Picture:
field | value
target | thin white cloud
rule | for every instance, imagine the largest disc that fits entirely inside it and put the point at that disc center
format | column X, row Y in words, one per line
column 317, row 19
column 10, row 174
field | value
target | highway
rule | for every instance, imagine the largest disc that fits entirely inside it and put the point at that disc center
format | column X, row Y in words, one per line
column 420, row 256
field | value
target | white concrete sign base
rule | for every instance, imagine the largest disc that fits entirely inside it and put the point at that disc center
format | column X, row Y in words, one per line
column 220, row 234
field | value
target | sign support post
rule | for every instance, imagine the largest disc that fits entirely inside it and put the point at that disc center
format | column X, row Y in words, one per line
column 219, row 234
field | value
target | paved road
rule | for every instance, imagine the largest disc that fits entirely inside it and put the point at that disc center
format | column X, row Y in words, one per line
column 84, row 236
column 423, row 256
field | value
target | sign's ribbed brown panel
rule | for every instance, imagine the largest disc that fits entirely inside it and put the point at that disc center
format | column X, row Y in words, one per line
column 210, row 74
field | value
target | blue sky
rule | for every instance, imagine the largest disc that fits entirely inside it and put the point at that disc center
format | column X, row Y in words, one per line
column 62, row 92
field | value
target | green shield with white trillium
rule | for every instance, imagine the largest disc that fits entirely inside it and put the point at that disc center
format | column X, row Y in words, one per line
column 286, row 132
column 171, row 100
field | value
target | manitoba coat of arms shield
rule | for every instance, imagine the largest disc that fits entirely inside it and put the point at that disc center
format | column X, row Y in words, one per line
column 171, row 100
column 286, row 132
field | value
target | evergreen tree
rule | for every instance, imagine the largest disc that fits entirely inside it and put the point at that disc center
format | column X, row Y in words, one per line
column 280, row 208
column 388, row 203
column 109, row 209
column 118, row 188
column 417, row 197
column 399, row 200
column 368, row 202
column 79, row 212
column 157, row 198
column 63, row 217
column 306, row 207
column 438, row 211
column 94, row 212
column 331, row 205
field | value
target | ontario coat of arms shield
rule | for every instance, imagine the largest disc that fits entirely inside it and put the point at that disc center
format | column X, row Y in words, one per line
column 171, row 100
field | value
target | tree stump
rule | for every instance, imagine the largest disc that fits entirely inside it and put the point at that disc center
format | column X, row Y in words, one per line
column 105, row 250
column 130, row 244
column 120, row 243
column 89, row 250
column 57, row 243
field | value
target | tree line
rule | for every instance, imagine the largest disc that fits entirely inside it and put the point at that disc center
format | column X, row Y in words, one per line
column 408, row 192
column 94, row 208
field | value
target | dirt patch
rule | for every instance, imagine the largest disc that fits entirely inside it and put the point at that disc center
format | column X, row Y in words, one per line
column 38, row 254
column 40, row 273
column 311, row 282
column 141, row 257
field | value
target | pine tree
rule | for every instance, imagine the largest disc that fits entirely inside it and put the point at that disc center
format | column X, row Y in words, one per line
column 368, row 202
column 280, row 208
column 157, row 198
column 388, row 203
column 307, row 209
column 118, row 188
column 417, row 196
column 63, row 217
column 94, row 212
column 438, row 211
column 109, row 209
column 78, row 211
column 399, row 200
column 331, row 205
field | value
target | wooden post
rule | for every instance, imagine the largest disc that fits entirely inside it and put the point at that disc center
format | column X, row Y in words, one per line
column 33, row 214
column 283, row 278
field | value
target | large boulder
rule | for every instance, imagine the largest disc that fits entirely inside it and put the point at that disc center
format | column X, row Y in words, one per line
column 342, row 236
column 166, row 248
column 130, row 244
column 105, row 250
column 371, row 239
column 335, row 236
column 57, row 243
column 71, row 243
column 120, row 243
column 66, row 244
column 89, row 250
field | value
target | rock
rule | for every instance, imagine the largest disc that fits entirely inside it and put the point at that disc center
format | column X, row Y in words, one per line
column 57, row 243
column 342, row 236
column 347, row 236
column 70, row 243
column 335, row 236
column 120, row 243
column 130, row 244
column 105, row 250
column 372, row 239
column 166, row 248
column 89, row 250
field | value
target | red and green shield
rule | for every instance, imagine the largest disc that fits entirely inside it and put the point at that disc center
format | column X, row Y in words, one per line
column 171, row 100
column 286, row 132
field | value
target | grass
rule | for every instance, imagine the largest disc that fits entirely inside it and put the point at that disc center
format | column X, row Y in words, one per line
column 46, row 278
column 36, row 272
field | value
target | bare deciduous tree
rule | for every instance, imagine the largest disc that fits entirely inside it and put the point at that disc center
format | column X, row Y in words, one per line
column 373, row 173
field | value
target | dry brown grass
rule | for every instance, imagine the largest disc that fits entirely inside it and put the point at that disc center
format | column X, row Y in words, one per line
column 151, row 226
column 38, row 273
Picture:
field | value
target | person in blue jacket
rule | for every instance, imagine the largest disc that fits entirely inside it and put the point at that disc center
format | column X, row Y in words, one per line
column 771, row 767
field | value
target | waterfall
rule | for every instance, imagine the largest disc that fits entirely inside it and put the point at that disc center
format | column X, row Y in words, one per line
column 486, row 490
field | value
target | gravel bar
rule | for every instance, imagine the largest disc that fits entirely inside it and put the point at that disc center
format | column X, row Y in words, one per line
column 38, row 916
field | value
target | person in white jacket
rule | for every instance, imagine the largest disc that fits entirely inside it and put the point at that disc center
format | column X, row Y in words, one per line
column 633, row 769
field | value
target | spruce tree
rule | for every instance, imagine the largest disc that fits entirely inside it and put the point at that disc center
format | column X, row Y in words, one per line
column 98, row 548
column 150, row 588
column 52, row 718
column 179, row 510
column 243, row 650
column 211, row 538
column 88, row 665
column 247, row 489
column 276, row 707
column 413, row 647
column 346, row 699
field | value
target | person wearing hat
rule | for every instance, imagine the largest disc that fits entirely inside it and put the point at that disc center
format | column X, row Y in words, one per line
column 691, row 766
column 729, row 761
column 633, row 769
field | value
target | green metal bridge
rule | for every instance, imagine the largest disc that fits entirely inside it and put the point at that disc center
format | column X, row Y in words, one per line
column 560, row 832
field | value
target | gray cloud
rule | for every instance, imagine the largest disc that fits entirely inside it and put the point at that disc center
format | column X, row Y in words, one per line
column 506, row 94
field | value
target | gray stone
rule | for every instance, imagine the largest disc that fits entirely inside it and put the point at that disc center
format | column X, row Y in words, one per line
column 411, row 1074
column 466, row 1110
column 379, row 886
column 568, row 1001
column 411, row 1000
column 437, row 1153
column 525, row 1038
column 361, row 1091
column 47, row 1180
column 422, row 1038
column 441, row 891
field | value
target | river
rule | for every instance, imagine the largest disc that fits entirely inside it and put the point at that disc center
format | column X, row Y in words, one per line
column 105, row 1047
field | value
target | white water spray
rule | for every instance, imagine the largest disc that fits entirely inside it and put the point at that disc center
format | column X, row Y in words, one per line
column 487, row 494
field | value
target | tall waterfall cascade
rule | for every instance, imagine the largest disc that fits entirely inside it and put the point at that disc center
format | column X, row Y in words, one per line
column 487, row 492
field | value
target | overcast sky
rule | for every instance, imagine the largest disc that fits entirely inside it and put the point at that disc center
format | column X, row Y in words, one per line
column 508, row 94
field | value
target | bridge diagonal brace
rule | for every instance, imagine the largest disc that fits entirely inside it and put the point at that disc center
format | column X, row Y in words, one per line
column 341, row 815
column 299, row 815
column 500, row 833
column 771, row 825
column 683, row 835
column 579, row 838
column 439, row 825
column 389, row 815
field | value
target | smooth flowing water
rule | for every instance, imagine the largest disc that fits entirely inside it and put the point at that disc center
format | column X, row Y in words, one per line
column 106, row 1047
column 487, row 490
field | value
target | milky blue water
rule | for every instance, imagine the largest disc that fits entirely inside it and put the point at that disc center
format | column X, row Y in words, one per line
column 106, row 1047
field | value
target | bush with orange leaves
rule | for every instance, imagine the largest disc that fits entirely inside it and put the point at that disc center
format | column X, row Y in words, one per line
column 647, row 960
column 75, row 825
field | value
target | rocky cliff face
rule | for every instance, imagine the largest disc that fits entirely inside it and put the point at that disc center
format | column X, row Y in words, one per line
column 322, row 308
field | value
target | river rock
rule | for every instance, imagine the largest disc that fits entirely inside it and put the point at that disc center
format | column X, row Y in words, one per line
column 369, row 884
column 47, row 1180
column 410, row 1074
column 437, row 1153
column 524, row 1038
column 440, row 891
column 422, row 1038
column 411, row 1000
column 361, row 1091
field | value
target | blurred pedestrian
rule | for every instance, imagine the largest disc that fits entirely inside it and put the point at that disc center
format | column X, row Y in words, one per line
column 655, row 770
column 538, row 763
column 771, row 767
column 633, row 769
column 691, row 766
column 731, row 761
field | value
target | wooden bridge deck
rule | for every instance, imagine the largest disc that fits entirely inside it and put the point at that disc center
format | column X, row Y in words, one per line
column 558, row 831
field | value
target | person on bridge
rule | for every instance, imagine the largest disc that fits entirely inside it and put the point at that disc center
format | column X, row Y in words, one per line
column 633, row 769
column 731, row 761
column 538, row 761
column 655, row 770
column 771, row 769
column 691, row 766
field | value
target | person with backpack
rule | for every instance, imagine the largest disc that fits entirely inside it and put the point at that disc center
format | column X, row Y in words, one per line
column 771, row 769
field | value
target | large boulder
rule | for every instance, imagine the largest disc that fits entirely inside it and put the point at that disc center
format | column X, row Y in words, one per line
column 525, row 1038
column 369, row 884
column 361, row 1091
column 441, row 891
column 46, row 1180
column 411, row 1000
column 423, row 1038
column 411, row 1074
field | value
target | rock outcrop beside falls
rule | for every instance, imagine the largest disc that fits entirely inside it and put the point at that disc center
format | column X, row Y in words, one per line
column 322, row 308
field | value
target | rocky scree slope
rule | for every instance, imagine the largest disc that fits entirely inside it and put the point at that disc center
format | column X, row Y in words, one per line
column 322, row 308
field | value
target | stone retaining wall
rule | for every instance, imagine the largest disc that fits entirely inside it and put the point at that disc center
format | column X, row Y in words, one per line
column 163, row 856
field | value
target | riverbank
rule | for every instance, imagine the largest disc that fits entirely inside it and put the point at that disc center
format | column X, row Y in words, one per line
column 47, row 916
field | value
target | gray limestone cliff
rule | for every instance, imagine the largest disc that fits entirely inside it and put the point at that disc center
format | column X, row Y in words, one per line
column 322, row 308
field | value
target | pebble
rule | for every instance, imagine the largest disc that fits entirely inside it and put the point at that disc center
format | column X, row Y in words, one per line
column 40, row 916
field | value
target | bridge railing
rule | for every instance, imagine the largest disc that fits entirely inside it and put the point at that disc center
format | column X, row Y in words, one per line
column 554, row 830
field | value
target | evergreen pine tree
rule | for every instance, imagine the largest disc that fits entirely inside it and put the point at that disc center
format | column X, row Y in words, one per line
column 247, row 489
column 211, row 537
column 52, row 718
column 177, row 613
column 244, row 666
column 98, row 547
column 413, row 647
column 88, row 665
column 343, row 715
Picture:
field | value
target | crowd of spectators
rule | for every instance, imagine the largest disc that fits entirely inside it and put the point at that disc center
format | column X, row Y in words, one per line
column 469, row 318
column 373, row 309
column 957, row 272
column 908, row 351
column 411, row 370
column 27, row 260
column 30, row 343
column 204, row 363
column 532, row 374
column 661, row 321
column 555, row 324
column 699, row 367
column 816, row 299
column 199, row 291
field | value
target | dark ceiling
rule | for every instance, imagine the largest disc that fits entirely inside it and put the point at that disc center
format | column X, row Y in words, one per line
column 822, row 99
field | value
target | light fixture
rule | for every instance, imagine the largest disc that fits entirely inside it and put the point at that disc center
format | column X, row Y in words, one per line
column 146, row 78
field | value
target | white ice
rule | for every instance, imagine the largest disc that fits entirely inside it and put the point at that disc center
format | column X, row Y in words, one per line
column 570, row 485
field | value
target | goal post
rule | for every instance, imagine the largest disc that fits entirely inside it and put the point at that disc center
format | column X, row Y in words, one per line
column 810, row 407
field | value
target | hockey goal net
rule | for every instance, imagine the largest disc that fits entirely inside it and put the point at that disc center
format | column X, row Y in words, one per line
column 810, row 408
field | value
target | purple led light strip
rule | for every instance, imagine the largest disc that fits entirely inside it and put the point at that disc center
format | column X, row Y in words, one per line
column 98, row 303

──────────

→ **WHAT THIS TASK INVOLVES**: Among the lines of the material, find those that hold the word "wooden" and copy them.

→ **RESULT OF THIS TASK**:
target | wooden post
target | wooden bridge deck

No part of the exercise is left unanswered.